* Exercise details *
Restate the records below word for word.

* Raw records *
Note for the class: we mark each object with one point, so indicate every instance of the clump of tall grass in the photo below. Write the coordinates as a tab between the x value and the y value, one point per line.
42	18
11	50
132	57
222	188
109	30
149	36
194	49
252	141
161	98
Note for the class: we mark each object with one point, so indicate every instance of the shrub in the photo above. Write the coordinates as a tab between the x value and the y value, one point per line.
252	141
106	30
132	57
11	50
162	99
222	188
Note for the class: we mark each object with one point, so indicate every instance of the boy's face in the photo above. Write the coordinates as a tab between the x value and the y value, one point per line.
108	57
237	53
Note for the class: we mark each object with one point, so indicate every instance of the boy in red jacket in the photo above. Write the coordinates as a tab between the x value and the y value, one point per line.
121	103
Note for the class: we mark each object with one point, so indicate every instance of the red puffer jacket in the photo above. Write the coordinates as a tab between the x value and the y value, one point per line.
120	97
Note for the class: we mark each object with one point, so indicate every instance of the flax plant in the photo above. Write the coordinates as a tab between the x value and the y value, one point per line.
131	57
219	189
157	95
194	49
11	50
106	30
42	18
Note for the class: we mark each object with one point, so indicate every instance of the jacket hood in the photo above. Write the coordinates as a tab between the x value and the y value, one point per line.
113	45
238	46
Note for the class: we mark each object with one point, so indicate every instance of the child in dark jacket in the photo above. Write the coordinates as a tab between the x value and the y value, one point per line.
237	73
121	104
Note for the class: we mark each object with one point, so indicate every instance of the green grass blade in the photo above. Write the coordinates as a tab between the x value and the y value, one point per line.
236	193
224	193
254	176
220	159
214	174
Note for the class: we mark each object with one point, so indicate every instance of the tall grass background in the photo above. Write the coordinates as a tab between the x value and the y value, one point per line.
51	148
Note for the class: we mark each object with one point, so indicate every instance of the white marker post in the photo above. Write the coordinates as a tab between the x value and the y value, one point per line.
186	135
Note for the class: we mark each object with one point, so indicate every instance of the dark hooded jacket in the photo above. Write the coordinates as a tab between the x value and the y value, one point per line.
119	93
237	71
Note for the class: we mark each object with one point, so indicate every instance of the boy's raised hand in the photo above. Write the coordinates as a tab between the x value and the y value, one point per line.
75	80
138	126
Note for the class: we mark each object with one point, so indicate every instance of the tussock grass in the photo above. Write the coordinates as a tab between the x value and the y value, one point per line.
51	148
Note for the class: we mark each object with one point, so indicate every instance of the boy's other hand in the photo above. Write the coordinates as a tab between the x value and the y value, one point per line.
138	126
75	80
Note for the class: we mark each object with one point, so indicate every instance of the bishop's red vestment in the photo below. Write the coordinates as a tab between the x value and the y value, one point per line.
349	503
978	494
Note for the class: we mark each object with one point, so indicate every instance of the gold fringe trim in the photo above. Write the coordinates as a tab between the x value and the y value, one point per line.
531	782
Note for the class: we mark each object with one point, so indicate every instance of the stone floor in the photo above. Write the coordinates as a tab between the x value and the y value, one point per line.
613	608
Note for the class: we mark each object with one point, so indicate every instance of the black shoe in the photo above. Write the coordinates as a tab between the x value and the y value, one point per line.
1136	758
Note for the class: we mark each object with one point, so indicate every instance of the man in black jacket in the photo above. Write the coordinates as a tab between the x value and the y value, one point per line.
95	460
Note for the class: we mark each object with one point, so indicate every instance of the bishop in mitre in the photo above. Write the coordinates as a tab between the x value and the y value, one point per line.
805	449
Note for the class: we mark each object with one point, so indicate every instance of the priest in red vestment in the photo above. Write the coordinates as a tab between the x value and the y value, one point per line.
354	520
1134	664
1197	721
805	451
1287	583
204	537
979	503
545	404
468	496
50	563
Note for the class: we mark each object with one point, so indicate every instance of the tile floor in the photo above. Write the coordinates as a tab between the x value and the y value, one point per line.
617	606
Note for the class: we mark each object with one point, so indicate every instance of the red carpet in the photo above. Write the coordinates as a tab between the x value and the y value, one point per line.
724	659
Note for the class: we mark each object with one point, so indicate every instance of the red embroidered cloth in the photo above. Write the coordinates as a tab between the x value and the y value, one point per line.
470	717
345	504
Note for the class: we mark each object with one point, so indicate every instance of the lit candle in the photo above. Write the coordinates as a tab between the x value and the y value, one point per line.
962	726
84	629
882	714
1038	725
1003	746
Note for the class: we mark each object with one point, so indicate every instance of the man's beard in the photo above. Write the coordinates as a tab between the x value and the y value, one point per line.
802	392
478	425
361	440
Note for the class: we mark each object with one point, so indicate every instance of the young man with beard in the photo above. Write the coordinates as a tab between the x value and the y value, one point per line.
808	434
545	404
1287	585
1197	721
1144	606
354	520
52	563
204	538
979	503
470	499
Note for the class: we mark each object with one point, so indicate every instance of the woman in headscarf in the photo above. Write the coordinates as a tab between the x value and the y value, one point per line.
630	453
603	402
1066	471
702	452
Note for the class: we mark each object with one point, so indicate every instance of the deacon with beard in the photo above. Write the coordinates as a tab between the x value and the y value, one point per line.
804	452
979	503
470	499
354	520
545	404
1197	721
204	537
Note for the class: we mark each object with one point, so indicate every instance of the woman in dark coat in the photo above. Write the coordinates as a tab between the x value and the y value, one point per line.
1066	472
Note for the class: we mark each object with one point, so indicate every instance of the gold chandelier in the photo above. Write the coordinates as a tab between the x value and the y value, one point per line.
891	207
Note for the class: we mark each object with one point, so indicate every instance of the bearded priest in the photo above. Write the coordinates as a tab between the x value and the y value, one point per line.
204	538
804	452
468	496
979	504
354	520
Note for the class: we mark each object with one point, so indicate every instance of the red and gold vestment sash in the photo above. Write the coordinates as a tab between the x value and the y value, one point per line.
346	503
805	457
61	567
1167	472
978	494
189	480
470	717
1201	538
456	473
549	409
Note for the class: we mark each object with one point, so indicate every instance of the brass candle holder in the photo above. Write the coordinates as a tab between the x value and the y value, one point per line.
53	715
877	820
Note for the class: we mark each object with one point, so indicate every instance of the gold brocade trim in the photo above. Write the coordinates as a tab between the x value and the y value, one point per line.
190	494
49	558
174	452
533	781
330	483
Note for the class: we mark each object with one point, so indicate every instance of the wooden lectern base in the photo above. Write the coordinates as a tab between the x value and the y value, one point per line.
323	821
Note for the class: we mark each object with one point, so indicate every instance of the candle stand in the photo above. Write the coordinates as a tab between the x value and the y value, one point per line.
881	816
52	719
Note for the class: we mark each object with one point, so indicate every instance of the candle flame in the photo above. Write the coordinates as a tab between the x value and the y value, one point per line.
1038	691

* Result for this exercise *
Note for the class: we mark each object with one point, so indicate every instance of the clump of tall grass in the photo below. Write the coordinates as a tab between the x value and the y value, one point per line.
42	18
11	50
132	57
222	188
109	30
149	36
194	49
252	141
161	98
Note for the class: we mark each object with one point, so indicate every instance of the shrub in the photo above. Write the coordinates as a tab between the x value and the y value, one point per line.
252	141
106	30
132	57
11	50
162	99
222	188
Note for the class: we mark each object with one point, so indicate every instance of the boy's face in the photo above. Write the coordinates as a tab between the x value and the y value, one point per line.
108	57
237	53
Note for the class: we mark each object with one point, so indicate every instance of the boy in red jacket in the photo above. Write the coordinates as a tab between the x value and the y value, one point per line.
121	103
Note for the class: we mark each object with one point, so indicate every instance of the red puffer jacket in the photo above. Write the coordinates as a tab between the x value and the y value, one point per line.
120	97
Note for the class: we mark each object with one point, so indicate every instance of the flax plant in the photo above. Write the coordinates as a tab between the x value and the y value, one point per line.
131	57
219	189
157	95
194	49
11	50
106	30
42	18
Note for the class: we mark each object with one point, so indicate every instance of the jacket hood in the photo above. Write the coordinates as a tab between the x value and the y value, one point per line.
113	45
238	46
Note for the class: we mark each object with one point, so indicate every instance of the child in dark jacket in the photo above. Write the coordinates as a tab between the x value and the y value, one point per line.
237	73
121	104
Note for the class: we mark each object with one point, so indicate every instance of the green grass blade in the photo above. Write the coordinates as a tab between the x value and the y value, one point per line.
236	193
224	193
254	176
220	159
214	174
Note for the class: we mark each object with one point, so indicate every instance of the tall grass background in the photo above. Write the coordinates as a tab between the x value and the y value, one point per line.
51	148
Note for the class: we mark each object with one point, so indicate every instance of the white marker post in the photo above. Write the coordinates as a tab between the x value and the y value, one point per line.
186	135
Note for the class: we mark each object with one point, so indicate every instance of the dark hooded jacket in the photo above. Write the coordinates as a tab between the x value and the y value, one point per line.
119	93
237	71
Note for the class: we mark each object with one point, so indicate every instance of the boy's raised hand in the photo above. Write the coordinates as a tab between the x value and the y value, one point per line.
75	80
138	126
Note for the class: we mark each object with one point, so indicate every instance of the tussock grass in the photo above. Write the coordinates as a tab between the x value and the y value, one point per line.
51	148
Note for the class: we mark each object with one point, so indicate every instance of the boy's other hand in the photo above. Write the coordinates as a tab between the x value and the y value, one point per line.
138	126
75	80
Note for the class: we mark each object with one point, so indicate every instance of the bishop's red vestment in the photo below. Write the coordinates as a tab between the x value and the y value, one point per line.
349	503
978	494
Note for the class: we mark each object with one point, so indicate every instance of the gold fringe trim in the photo above. Write the coordinates as a tab between the x value and the y value, one point per line.
531	782
Note for the class: we mark each object with one point, so indicate every instance of the stone floor in the photo above. Write the coordinates as a tab between the x value and the y value, one point per line.
613	608
Note for the class: we mark each object with one point, so indicate every instance of the black shoe in the photo above. Write the coordinates as a tab between the x value and the y value, one point per line.
1136	758
Note for the class: we mark each object with one point, so indicate every instance of the man in black jacket in the photo above. Write the coordinates as a tab between the x value and the y value, one point per line.
95	460
Note for the class: we mark each object with one point, so indicate every instance of the bishop in mitre in the photo above. Write the coordinates as a tab between the x value and the y value, one point per line.
805	449
Note for the class: we mark each object with one point, so indicate every instance of the priest in red vestment in the photo above. Write the coordinates as a tab between the x value and the y value, one point per line.
354	520
1134	664
1197	721
805	451
1287	583
204	537
979	503
545	404
468	496
50	563
Note for the class: we mark each object with one point, so indicate every instance of the tile floor in the photo above. Write the coordinates as a tab between the x value and the y value, one point per line.
617	606
Note for the class: we mark each object with one point, so indicate every instance of the red carpet in the photo above. Write the coordinates as a tab between the x value and the y value, one point per line.
724	659
Note for the class: we mark each object with one point, so indicate every instance of the red embroidered cloth in the photo above. Write the coordinates as a tab between the x value and the y value, one point per line.
470	717
345	504
Note for the class: we mark each object with one point, so indicate every instance of the lit candle in the photo above. Write the coordinates as a tab between the x value and the y value, one point per line.
962	726
84	629
882	714
1038	725
1003	746
Note for the class: we mark each object with one point, so indicate every instance of the man's beard in the photo above. Write the coordinates as a tab between the x value and the y value, one point per line.
802	392
478	425
361	440
Note for the class: we mark each object with one point, so indicate every instance of the young man with beard in the photo above. Write the coordinates as a tab between the x value and the y value, one point per line.
808	434
545	404
1287	585
1197	721
1144	606
354	520
52	563
204	538
979	503
470	499
Note for the class: we mark each object with one point, so indicate every instance of the woman in headscarf in the photo above. Write the coordinates as a tab between the x value and the y value, one point per line.
630	453
603	402
1066	471
702	452
Note for the class: we mark each object with one point, so indicate every instance of the deacon with beard in the photo above. Write the coordinates as a tab between the x value and the y value, one point per line.
804	452
979	503
470	499
354	520
545	404
1197	721
204	537
Note for the class: we mark each object with one point, so indicate every instance of the woman in dark coat in the photo above. Write the coordinates as a tab between the x value and the y value, one point per line.
1066	472
Note for the class: we mark each object with one point, so indicate every instance of the gold chandelier in the photo above. Write the coordinates as a tab between the x value and the y value, one point per line.
891	207
Note for the class: we mark each object with one point, so indicate every instance of the bearded priest in the photo above. Write the coordinates as a tab between the x value and the y value, one point per line.
204	538
804	452
468	496
979	504
354	520
Note for the class: we mark each object with one point, so indicate every instance of the red and gold vestment sash in the photo above. Write the coordinates as a tab between the x value and the y value, one point per line.
346	503
805	457
61	567
1167	472
978	494
189	480
470	717
1201	538
456	473
549	409
Note for the class: we mark each object with one point, so indicate every instance of the brass candle holder in the photo above. Write the coordinates as a tab between the x value and the y value, one point per line.
53	715
877	820
Note for the class: we mark each object with one point, so indicate every instance of the gold brocade trim in the photo above. Write the coordinates as a tab between the x value and the y value, one point per line.
190	494
49	558
174	452
533	781
330	483
Note for the class: we mark each object with one point, so indicate every instance of the wooden lectern base in the photo above. Write the coordinates as a tab between the x value and the y value, one point per line.
323	821
Note for the class: we mark each object with one point, so indicate every instance of the candle stand in the photo above. Write the coordinates as a tab between the x value and the y value, one point per line.
881	816
52	719
Note for the class: we mark each object with one point, so indicate every instance of the candle flame in the photo above. Write the coordinates as a tab between the x value and the y value, one point per line.
1038	691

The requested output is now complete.